Grubun simgelediği sanatsal özgürlük savunusu da avangardların ortaya çıkmasında güçlü bir örnekti. Grup olarak Nazizmin baskısının artmasıyla birlikte, dağıldığı 1939’a değin varlığını sürürden Sesesyon, 2.Dünya Savaşı’nın ardından hem Sesesyon binaları hem de başka yerlerdeki sergileri desteklemiştir.

Modern Çağda Sanat, Amy Dempsey, Çeviri: Osman Akınhay, Akbank Yayınları

Volutum

 İyonik sütun başlığındaki salyongoz kıvrımlı motif. Volütüm  Lat. salyangoz anlamına gelir.

Vücut Sanatı

İfadenin ilk ve en önemli öğesi olarak vücudun kullanılışı, 1964 yılı sonrasında Vücut Sanatı (Body Art) olarak adlandırılan yeni bir eğilimin ortaya çıkmasına yol açmıştır. Body-Art 1970’li yıllardan itibaren “Performance” sanatının içinde erimeye başlamıştır. Terim geniş kapsamlıdır, Vücut Sanatı’nın bir türü “performance”a çok yakındır ve seyirci önünde gerçekleştirilir. Diğer bir türü çeşitli tekniklerden, özellikle de fotoğraftan yararlanır ve seyirci ile sanatçı doğrudan karşılaşmaz. Vücut sanatı çalışmalarında sanatçının vücudu doğrudan ortaya konur ya da vücudun fotoğrafları çekilip seyirciye ulaştırılır ve sonuçta kavramsal sanatın seyirci üzerindeki etkisi benzeri bir etki sağlanır. Ancak burada duygusal ve ifadeci olana bir anlamda yeniden bir dönüş söz konusudur; psikolojik yönden tedirgin etme, açık ya da gizli biçimde kendini belli eder. Bu eğilimde vücudu kullanış biçiminde çoğu kez umutsuzca bir şeyler, bir duygunun en zorlu hali, son kertesi anlatılmak istenir. Amaç seyirciyi savunmaya çekildiği ilgisizlik ortamın dan kopartmaktır.

Görev tanımı 1 =
Aşağıdaki ifadelerin verilen metinle uyuşup uyuşmadığını belirtin. Her ifade için evet ya da hayır yazın ve karara dayanak olan sözleri metinden aynen alıntılayın.
(a) Vücut Sanatı adı, 1964 yılı sonrasında ortaya çıkan bir eğilime verilmiştir.
(b) Vücut Sanatı'nın fotoğraftan yararlanan türünde seyirci ile sanatçı doğrudan karşılaşır.
(c) Volütüm sözcüğü Latincede salyangoz anlamına gelir.
Görev tanımı 2 = Verilen metne göre Body-Art hangi dönemden itibaren "Performance" sanatının içinde erimeye başlamıştır?
Yanıtlar için yalnızca verilen metin esas alınır.

Satırlar =
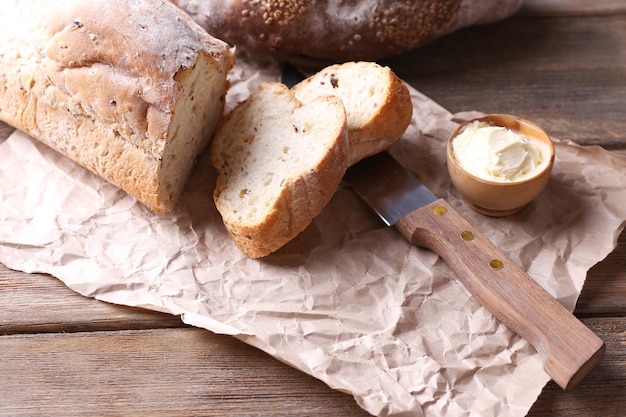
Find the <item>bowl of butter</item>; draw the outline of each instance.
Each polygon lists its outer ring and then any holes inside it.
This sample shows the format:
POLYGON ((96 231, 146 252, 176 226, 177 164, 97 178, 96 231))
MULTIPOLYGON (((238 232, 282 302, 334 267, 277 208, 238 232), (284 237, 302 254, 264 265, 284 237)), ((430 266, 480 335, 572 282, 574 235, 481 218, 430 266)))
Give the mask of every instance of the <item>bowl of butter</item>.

==

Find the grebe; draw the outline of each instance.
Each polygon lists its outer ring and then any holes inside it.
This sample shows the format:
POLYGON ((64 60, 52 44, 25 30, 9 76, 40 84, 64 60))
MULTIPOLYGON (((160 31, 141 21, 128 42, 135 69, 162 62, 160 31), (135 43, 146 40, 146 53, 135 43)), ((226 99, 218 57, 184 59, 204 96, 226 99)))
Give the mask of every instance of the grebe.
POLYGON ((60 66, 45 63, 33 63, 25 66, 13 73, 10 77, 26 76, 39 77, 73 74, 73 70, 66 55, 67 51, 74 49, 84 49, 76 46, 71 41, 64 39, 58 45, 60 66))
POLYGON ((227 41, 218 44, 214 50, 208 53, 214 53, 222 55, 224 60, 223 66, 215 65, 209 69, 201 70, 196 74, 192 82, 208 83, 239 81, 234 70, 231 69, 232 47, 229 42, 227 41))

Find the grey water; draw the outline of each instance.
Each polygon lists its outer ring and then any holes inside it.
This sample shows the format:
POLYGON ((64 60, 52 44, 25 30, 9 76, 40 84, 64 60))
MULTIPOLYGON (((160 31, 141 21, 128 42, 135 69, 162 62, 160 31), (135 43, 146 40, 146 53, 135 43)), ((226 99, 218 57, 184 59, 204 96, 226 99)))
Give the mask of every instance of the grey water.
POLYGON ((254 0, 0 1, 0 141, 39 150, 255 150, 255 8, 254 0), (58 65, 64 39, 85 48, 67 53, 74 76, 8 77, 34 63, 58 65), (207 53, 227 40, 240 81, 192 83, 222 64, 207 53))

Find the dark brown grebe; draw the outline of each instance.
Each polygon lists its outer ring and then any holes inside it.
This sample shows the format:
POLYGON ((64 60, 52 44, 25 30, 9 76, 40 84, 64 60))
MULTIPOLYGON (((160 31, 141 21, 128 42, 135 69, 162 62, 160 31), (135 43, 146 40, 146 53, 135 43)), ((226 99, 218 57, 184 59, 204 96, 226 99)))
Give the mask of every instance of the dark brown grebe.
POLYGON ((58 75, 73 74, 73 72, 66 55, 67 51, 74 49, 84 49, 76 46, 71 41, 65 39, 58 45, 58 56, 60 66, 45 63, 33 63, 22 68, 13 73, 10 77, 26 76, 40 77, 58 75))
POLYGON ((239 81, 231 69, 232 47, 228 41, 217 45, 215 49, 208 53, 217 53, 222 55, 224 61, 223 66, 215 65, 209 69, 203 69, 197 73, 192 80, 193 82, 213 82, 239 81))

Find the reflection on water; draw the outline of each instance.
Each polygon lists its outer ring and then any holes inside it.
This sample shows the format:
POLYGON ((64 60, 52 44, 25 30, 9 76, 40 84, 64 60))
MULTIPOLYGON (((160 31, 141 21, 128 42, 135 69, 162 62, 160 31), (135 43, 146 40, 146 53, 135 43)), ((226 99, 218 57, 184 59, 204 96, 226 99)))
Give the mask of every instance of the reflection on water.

Alıştırma sonucu 1 =
(a) Evet: "1964 yılı sonrasında Vücut Sanatı (Body Art) olarak adlandırılan yeni bir eğilimin ortaya çıkmasına yol açmıştır"
(b) Hayır: "seyirci ile sanatçı doğrudan karşılaşmaz"
(c) Evet: "Lat. salyangoz anlamına gelir"

Alıştırma sonucu 2 = 1970'li yıllardan itibaren.